┌─ Texto de leitura

“Somos 100% Brasil”: ato na USP reúne juristas e movimentos em defesa da soberania
O salão nobre da Faculdade de Direito do Largo São Francisco lotou com representantes de mais de 300 entidades, além de personalidades do direito e do Governo Federal. Foto: Reprodução das Redes Sociais
O Ato em Defesa da Soberania Nacional, realizado nesta sexta-feira (25) no Salão Nobre da Faculdade de Direito da USP, foi aberto pelo diretor Celso Campilongo e pela vice-diretora Ana Elisa Bechara. Organizado em um local considerado marco da formação jurídica brasileira, o evento reforçou o simbolismo do Largo de São Francisco como território legítimo de debate sobre soberania e autodeterminação.
O ponto alto foi a leitura — conduzida por Cida Bento, criadora do conceito de “pacto da branquitude” — da Carta em Defesa da Soberania Nacional. Lançada em meio à tensão causada por medidas externas, como o tarifaço norte-americano e a revogação de vistos de ministros do STF, a carta reafirma que a soberania brasileira não pode ser negociada nem ameaçada por chantagem. A manhã do evento, já registrava mais de 8.164 assinaturas, coletadas junto à USP.

└─
┌─ Material fornecido

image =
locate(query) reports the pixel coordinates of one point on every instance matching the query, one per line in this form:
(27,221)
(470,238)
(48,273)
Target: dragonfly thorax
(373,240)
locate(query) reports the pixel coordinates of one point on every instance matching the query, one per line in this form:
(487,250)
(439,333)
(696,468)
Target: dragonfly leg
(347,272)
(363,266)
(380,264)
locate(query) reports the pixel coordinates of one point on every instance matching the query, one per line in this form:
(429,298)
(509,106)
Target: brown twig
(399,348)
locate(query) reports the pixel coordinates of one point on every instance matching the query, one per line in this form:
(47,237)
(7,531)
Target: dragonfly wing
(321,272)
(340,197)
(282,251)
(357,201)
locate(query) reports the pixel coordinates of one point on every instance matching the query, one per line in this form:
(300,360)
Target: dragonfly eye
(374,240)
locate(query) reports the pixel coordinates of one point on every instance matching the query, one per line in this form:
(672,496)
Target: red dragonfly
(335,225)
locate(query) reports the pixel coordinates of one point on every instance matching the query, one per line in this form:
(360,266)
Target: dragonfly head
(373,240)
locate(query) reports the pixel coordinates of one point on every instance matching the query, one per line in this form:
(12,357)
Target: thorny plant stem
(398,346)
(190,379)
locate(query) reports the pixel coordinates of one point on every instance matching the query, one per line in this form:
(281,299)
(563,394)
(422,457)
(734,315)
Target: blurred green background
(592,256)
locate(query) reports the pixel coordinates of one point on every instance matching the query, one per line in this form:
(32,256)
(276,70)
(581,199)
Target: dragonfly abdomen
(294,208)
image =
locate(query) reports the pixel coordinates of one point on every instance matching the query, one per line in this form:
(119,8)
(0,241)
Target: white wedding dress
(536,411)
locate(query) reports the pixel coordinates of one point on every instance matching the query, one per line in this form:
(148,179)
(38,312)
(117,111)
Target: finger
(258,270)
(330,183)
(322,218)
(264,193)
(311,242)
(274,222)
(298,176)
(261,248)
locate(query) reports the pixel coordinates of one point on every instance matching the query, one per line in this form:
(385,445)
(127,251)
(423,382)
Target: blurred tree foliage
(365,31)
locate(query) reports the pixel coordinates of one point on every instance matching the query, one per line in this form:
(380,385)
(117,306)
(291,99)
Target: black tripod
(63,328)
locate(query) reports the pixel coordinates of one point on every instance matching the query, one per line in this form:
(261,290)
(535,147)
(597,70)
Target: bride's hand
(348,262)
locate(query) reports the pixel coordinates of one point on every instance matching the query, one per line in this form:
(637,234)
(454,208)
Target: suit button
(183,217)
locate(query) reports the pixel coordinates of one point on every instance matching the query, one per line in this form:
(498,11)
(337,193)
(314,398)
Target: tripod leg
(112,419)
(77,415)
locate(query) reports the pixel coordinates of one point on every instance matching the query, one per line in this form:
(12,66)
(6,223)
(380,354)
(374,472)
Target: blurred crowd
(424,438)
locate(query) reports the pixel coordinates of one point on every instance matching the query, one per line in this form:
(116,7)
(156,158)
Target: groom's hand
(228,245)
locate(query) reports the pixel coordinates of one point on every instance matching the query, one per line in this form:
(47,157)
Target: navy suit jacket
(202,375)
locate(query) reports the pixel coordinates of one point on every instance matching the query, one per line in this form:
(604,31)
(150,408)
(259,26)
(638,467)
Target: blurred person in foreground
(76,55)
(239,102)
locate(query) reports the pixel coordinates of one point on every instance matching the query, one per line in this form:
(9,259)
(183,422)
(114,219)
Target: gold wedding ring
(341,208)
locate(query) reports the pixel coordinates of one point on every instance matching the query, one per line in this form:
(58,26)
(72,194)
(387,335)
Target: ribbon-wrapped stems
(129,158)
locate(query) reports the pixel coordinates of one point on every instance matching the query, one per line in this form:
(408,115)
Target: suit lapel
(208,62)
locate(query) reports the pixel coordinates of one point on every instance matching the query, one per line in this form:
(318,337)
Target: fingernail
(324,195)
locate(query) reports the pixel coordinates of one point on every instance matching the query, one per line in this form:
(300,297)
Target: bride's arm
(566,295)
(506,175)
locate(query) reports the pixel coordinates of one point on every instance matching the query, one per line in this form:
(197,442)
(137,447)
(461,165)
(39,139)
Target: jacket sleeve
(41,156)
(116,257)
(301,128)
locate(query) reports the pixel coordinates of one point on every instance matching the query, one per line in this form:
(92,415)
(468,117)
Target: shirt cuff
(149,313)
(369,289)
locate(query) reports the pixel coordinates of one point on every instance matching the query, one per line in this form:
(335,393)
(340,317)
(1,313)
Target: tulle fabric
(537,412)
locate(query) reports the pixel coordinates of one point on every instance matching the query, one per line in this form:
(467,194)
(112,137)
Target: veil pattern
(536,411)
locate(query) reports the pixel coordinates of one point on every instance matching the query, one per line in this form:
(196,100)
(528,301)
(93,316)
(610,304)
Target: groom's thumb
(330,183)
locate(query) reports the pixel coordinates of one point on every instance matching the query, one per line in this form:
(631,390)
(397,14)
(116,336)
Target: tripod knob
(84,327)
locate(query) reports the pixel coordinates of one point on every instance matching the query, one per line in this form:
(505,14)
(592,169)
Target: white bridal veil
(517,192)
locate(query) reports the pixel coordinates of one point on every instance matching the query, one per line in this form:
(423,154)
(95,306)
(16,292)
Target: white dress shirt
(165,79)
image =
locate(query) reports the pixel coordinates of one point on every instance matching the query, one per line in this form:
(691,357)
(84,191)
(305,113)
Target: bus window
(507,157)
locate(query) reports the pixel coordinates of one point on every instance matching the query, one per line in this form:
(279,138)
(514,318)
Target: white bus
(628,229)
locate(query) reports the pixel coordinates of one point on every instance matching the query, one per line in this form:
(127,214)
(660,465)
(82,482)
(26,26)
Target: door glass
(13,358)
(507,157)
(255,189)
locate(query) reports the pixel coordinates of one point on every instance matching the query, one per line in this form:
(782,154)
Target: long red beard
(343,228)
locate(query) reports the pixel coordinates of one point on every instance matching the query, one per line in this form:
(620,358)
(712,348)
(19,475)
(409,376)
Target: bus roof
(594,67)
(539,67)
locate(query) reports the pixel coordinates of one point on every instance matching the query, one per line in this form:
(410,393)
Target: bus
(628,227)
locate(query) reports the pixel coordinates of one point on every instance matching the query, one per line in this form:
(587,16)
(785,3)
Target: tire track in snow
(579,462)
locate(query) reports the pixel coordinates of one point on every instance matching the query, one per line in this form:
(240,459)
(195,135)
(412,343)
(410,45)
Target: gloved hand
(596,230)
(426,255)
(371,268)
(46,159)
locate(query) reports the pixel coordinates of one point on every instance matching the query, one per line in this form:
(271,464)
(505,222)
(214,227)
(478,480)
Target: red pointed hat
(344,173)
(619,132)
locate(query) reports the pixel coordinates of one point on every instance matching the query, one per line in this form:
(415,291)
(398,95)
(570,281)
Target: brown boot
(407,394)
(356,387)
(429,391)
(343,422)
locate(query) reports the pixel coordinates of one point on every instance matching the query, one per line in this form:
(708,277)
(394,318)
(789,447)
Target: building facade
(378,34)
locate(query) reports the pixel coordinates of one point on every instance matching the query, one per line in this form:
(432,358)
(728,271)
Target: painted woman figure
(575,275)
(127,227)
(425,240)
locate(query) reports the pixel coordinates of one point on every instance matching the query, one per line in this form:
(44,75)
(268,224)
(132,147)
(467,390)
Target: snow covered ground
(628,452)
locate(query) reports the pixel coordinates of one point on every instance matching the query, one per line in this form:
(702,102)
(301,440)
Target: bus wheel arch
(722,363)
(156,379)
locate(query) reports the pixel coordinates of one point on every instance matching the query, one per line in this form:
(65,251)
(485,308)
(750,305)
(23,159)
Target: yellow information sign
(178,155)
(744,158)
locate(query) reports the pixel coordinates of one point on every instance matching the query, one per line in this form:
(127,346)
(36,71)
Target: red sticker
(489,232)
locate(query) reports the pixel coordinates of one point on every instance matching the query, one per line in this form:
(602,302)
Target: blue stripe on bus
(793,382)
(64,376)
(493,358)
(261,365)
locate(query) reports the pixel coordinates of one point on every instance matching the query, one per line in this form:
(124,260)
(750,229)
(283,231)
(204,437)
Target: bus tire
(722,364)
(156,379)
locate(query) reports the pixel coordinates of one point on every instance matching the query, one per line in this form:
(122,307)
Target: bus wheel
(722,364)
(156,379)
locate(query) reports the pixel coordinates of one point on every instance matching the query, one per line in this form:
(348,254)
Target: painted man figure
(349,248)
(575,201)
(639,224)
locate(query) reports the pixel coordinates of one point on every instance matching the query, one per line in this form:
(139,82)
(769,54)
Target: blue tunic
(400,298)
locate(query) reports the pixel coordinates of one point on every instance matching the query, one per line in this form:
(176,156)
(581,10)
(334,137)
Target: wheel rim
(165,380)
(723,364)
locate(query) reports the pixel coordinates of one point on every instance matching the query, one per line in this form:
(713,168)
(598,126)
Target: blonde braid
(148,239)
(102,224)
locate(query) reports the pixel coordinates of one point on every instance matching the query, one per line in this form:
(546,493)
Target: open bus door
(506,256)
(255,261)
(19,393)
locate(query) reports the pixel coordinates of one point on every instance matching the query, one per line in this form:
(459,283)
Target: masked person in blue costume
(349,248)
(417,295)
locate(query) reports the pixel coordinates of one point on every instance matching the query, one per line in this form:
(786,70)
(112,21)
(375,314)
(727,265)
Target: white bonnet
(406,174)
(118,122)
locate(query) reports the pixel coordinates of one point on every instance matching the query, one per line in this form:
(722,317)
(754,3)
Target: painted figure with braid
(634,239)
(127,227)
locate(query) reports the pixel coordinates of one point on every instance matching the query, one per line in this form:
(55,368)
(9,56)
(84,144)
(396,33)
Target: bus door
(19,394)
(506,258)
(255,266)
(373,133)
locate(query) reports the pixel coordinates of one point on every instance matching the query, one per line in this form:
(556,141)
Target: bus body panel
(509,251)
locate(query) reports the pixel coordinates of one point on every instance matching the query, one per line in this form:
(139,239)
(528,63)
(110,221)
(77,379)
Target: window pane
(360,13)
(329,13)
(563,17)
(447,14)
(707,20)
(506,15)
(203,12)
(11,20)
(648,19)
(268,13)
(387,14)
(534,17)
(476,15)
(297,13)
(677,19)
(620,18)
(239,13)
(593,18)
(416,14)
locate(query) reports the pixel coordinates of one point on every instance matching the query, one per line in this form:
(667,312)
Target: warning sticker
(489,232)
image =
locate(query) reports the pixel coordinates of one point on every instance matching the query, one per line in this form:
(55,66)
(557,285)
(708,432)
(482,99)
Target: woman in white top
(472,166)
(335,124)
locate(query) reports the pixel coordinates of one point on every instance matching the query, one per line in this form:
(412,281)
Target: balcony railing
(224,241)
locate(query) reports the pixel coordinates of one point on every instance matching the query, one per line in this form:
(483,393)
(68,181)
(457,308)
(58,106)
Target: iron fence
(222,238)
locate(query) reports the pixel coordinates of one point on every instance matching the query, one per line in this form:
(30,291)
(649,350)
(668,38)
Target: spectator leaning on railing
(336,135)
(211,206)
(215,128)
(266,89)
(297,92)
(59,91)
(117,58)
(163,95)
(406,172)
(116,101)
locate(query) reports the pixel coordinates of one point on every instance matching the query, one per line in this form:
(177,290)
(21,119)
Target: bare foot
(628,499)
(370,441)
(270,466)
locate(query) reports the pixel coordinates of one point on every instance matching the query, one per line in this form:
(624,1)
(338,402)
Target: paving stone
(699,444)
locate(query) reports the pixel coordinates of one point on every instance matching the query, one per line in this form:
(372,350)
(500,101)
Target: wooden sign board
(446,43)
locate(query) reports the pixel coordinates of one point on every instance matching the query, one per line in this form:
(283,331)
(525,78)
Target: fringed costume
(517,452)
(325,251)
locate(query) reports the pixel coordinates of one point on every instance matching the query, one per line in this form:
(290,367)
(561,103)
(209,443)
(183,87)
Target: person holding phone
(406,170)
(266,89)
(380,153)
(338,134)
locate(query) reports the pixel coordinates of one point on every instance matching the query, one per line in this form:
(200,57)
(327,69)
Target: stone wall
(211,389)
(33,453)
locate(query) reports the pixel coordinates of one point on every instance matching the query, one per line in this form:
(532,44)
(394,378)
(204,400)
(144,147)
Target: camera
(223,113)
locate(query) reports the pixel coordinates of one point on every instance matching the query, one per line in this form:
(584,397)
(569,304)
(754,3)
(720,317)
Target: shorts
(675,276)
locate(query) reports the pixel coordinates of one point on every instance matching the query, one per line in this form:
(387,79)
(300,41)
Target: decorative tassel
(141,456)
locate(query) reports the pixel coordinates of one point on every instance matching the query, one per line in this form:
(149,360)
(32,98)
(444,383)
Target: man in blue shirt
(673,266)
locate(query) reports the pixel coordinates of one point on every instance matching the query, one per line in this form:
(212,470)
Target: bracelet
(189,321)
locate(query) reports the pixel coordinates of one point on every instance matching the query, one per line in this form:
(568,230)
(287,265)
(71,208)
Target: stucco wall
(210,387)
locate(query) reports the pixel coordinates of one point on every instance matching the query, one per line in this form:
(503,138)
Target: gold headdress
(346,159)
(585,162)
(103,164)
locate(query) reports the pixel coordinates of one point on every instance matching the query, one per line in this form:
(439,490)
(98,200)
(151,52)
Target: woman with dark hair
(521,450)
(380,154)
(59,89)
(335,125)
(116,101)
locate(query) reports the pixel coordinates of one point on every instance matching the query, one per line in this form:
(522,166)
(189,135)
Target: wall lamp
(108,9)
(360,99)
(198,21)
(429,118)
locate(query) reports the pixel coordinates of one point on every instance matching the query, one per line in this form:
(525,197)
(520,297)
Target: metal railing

└─

Pedidos:
1: No texto sobre o ato em defesa da soberania, quem conduziu a leitura da Carta em Defesa da Soberania Nacional?
2: Extraia do texto sobre o ato em defesa da soberania o trecho que vai de “O ponto alto” até “junto à USP.”.

Respostas dos exercícios:
1: Cida Bento, criadora do conceito de “pacto da branquitude”.

2:
O ponto alto foi a leitura — conduzida por Cida Bento, criadora do conceito de “pacto da branquitude” — da Carta em Defesa da Soberania Nacional. Lançada em meio à tensão causada por medidas externas, como o tarifaço norte-americano e a revogação de vistos de ministros do STF, a carta reafirma que a soberania brasileira não pode ser negociada nem ameaçada por chantagem. A manhã do evento, já registrava mais de 8.164 assinaturas, coletadas junto à USP.